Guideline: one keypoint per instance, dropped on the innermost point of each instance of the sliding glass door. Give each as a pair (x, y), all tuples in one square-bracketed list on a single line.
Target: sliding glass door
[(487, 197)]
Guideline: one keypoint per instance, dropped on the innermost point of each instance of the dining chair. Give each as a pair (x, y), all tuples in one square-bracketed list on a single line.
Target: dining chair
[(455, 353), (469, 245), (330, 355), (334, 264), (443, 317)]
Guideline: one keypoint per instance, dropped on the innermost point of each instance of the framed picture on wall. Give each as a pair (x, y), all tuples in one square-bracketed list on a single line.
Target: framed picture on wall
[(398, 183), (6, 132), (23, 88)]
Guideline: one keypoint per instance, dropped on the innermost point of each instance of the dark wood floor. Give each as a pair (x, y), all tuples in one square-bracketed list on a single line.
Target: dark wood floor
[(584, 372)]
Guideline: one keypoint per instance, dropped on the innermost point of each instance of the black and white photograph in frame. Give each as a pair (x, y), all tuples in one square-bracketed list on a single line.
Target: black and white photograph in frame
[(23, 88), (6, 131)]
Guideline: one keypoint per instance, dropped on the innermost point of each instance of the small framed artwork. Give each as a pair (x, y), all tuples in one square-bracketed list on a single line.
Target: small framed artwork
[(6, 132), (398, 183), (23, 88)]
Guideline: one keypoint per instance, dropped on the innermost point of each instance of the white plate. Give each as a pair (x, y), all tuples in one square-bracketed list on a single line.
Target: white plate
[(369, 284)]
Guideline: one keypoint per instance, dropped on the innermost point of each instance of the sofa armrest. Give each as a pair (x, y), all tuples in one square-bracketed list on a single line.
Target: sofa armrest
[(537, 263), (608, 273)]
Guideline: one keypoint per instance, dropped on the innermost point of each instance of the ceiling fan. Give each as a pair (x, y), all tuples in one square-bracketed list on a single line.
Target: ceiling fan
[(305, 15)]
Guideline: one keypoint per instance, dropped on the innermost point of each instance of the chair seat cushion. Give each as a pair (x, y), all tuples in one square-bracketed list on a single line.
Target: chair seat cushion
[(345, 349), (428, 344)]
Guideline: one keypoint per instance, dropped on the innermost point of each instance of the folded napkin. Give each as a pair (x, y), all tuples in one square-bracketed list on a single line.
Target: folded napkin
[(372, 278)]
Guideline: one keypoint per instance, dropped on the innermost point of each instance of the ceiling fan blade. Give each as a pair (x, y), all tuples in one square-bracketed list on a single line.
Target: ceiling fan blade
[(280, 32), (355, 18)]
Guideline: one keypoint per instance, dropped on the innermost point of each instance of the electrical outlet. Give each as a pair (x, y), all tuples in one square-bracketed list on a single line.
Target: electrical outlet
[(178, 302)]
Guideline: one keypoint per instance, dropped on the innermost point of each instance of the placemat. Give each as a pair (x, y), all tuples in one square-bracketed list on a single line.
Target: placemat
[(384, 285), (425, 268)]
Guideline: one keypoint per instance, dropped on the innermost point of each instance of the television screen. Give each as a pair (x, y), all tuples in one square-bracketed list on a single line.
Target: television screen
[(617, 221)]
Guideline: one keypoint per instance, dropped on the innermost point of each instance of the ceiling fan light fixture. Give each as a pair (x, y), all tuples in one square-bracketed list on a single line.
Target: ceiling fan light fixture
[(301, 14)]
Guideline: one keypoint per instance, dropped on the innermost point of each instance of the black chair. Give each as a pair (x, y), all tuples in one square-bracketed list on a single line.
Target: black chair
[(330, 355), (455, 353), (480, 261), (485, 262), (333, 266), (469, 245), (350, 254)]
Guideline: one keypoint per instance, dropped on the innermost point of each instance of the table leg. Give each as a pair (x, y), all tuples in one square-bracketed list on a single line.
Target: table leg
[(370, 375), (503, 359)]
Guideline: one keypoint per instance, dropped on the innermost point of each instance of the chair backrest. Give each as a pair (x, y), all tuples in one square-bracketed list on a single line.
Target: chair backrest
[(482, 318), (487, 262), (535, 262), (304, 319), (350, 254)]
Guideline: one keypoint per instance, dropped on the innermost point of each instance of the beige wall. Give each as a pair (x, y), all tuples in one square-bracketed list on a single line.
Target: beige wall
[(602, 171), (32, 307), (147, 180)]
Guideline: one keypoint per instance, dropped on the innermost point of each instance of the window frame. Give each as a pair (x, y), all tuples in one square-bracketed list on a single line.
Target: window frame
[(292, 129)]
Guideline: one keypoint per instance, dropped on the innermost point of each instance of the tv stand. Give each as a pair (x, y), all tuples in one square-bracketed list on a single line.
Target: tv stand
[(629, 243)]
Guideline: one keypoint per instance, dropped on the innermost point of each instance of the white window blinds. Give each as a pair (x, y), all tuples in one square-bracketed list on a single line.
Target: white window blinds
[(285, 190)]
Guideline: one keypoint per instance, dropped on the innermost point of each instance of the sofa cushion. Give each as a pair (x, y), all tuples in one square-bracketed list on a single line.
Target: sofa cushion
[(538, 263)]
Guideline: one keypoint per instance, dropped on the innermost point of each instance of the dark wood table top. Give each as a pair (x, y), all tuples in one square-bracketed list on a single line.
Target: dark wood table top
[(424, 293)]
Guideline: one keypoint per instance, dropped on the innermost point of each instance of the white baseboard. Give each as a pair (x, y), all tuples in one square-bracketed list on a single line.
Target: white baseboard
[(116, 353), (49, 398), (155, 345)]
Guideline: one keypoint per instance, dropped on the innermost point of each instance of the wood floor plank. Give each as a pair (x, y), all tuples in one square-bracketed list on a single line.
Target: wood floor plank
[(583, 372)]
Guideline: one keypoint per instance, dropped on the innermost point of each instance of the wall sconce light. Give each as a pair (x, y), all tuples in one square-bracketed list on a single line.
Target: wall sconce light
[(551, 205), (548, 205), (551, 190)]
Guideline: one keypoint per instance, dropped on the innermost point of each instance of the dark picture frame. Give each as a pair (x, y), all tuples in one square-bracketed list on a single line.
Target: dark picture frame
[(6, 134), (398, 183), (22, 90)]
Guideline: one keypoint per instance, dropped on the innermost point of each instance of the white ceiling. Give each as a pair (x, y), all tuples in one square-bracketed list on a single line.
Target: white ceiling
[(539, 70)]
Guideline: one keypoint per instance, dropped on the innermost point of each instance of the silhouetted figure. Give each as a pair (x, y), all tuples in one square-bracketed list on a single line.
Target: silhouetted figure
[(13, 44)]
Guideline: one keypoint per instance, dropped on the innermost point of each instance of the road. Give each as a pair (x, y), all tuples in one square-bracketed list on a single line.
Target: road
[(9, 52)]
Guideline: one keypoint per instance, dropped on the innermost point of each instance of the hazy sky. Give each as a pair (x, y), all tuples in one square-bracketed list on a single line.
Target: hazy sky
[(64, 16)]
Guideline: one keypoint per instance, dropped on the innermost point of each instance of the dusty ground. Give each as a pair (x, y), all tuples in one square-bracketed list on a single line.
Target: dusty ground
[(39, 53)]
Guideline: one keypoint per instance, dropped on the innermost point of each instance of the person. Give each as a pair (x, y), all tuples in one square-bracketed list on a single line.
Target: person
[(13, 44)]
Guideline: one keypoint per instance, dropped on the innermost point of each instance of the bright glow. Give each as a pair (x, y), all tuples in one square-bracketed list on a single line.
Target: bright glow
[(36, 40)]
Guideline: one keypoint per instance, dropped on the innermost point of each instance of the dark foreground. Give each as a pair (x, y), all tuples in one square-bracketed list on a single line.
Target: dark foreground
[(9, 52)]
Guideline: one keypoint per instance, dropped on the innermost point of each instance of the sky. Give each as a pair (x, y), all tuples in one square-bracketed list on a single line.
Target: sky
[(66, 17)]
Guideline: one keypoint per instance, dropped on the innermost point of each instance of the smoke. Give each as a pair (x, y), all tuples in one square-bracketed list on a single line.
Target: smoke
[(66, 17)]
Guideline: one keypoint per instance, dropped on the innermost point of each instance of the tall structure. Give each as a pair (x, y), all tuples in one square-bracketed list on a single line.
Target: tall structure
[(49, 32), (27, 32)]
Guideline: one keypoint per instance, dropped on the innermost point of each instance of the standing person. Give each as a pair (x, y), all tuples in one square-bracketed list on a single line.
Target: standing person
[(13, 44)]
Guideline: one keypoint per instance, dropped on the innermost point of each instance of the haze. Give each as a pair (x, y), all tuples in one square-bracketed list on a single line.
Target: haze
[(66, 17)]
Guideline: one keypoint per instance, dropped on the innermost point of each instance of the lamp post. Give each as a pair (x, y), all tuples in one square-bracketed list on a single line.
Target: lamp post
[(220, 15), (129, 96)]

## WHAT YOU NEED TO DO
Copy out word for word the lines of the items from the line containing "of the framed" to the line containing "[(6, 132), (398, 183), (23, 88)]", including both of those lines.

## IN RESPONSE
Guideline: one keypoint per instance, dropped on the innermost point of each instance of the framed picture on wall. Give each as a pair (x, y), all tuples in one square-bracketed list on a single line.
Target: framed picture on wall
[(398, 183), (6, 132), (23, 88)]
Guideline: one keypoint per instance, dropped on the innermost point of each instance of the dark wood floor. Give each as a pair (x, y), all tuples in one square-bracketed list on a single line.
Target: dark wood floor
[(584, 372)]
Guideline: one keypoint per instance, dropped on the innermost point of each instance of the black and white photograph in frame. Give each as a pair (x, y), all tuples in one square-bracketed list on a single line.
Target: black and white photograph in frame
[(23, 88), (6, 131)]
Guideline: one keypoint per instance, dropped on the innermost point of each instance of the small framed artwork. Give each as a pair (x, y), all tuples in one square-bracketed list on a single line.
Target: small framed artwork
[(6, 132), (398, 183), (23, 88)]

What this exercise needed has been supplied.